A new study published in Science presents evidence that perhaps some of the apparently extravagant ideas about vitamin C were not completely off base. The study in question examined human colorectal cancers containing specific genetic mutations that are found in up to half of these cancers. These cells ended up drawing in so much vitamin C that it caused their death.
The researchers used a cell culture and subsequent experiments in mice to explore the effects of high doses of vitamin C on cancer cells. The initial data came from an application of vitamin C and metabolized versions of vitamin C to a cell culture that included both mutated cancer cells and wild type control cells. The cancerous cells carried two mutations (in KRAS and BRAF) that are commonly found in colorectal cancers.
Their results indicated that the colorectal cancer cells were more likely to absorb the vitamin C metabolite than the cells without those mutations. This is due to an up regulation of the protein that pulls vitamin C and its metabolites into cells. These cells imported so much of these chemicals that they experienced cell death.
The researchers then grafted tumors with these mutations into mice to see if these results would hold within an animal. They again found that the vitamin C was selectively toxic to the tumors containing KRAS mutations, effectively killing these cells.
Further examination of the effects of vitamin C revealed that it reduced the availability of intracellular energy units known as ATP, causing a critical lack of energy in these cells.

- Raw data
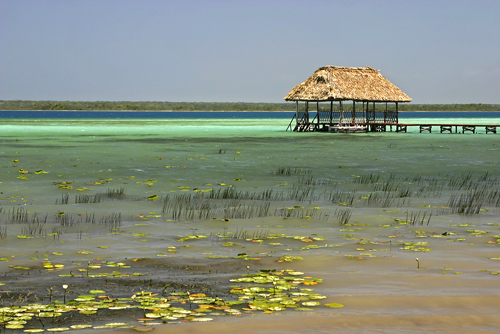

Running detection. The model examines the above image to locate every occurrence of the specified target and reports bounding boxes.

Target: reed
[334,208,352,225]
[21,213,48,236]
[363,193,394,208]
[105,187,126,198]
[8,207,30,224]
[99,212,122,232]
[233,228,269,240]
[75,194,102,204]
[56,194,69,205]
[272,167,312,175]
[354,174,380,184]
[406,211,432,226]
[56,213,77,227]
[447,191,484,215]
[327,190,356,205]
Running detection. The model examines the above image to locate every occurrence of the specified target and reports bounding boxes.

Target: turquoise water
[0,118,500,333]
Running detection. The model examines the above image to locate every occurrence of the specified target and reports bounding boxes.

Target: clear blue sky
[0,0,500,103]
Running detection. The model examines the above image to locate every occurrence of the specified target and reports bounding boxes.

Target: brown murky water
[0,116,500,333]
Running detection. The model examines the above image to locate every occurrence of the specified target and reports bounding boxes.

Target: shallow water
[0,119,500,333]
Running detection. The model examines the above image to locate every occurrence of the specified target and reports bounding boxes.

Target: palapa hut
[285,66,411,132]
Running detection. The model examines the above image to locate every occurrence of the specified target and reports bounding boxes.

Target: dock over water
[360,123,500,133]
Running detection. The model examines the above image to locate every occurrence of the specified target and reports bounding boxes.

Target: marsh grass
[99,212,122,232]
[75,194,102,204]
[55,213,78,227]
[272,167,312,175]
[56,194,69,205]
[233,228,269,240]
[21,213,48,236]
[105,187,126,199]
[406,211,432,226]
[334,208,353,225]
[8,207,30,224]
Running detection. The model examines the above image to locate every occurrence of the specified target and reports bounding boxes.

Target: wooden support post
[304,101,309,124]
[339,101,344,125]
[396,102,399,123]
[330,101,333,125]
[295,101,299,127]
[384,102,387,123]
[316,101,321,129]
[486,126,497,133]
[351,100,356,124]
[441,125,452,133]
[420,125,432,133]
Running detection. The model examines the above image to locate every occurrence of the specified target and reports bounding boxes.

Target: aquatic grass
[55,212,77,227]
[21,213,48,236]
[75,194,102,204]
[105,187,126,198]
[447,191,484,215]
[362,192,394,208]
[327,190,357,206]
[334,208,352,225]
[273,207,330,220]
[99,212,122,232]
[353,174,380,184]
[56,193,69,205]
[272,167,312,175]
[8,207,30,224]
[406,211,432,226]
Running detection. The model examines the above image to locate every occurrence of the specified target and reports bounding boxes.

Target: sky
[0,0,500,104]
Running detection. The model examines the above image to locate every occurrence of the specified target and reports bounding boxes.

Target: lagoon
[0,112,500,333]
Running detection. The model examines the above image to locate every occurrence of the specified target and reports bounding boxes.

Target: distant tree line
[0,100,500,111]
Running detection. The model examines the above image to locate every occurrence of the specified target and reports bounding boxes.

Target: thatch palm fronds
[285,66,411,102]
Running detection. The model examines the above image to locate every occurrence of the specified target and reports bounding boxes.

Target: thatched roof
[285,66,411,102]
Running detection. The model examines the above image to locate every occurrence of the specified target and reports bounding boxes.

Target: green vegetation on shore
[0,100,500,111]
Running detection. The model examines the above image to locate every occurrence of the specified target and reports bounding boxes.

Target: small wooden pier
[286,117,500,134]
[374,123,500,134]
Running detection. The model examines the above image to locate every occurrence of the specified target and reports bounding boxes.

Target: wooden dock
[359,123,500,133]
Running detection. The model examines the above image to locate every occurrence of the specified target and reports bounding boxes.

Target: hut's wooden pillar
[316,101,319,129]
[396,102,399,123]
[304,101,309,124]
[339,101,344,125]
[330,101,333,124]
[384,102,387,123]
[351,100,356,124]
[295,101,299,125]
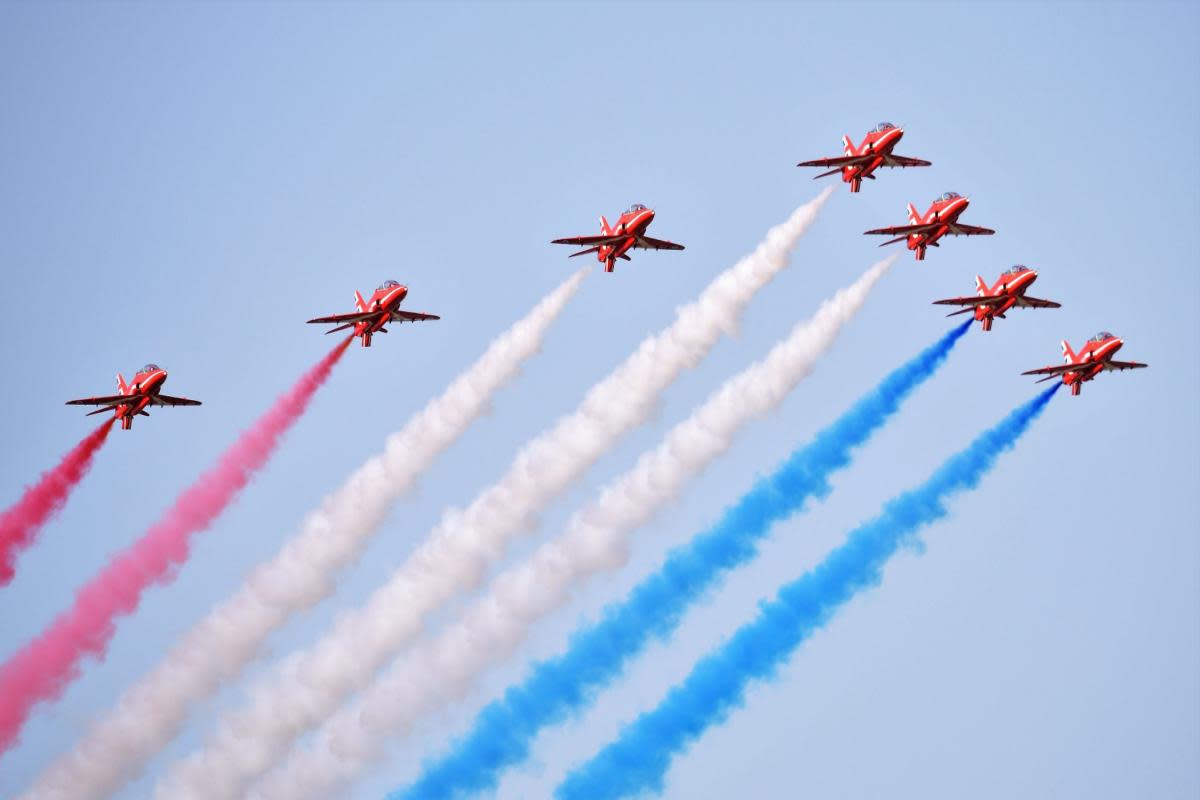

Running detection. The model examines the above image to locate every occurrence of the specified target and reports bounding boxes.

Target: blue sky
[0,4,1200,798]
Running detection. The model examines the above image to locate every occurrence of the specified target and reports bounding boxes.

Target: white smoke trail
[21,270,588,800]
[156,191,830,800]
[252,255,898,800]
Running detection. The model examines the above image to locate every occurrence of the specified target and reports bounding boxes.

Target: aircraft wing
[1015,295,1062,308]
[796,154,875,167]
[67,395,137,405]
[946,222,996,236]
[863,222,941,236]
[150,395,200,405]
[1104,361,1150,372]
[881,156,934,167]
[1021,361,1096,378]
[634,236,683,249]
[308,311,379,325]
[934,295,1006,308]
[391,308,442,323]
[550,234,628,247]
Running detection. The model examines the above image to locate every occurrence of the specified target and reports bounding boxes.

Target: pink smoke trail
[0,337,352,753]
[0,417,115,587]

- Exercise requirements
1. Write out, word for word, the passage of the vitamin C study text that opens with the words containing "Their results indicated" and closes with "killing these cells.".
2. Continue the text about vitamin C and colorectal cancer cells from its last sentence.
The records play no part in the tasks and can be left aside.

- Exercise results
1.
Their results indicated that the colorectal cancer cells were more likely to absorb the vitamin C metabolite than the cells without those mutations. This is due to an up regulation of the protein that pulls vitamin C and its metabolites into cells. These cells imported so much of these chemicals that they experienced cell death.
The researchers then grafted tumors with these mutations into mice to see if these results would hold within an animal. They again found that the vitamin C was selectively toxic to the tumors containing KRAS mutations, effectively killing these cells.

2.
This study’s most important finding is its identification of the cellular pathway involved in cancer killing. The researchers found that the therapeutically active chemical is the vitamin C metabolite dehydroascorbate. It caused increased vitamin C uptake through the upregulation of GLUT1 transporters in mutated cells, but this didn’t take place in normal cells.
Use of vitamin C as a cancer therapy has been controversial. Early studies showed it to have some utility in treating cancer, whereas others indicated it had little effect.
The most famous advocate of vitamin C as a cancer treatment was Linus Pauling, a scientist and activist who received Nobel Prizes in Chemistry and Peace. His later years were marked by an obsession with using high doses of vitamin C as a panacea to treat everything from cancer to the common cold, even though the evidence supporting this was patchy at best. This largely earned him contempt from the scientific community.
This research, as well as other emerging research on the potential therapeutic uses of high-dose vitamin C to treat cancer, has the potential to vindicate this part of Pauling’s legacy—rather than a brilliant scientist who became a heretic later in life, he may simply have been a scientist with an idea that wasn’t yet supported by the available evidence.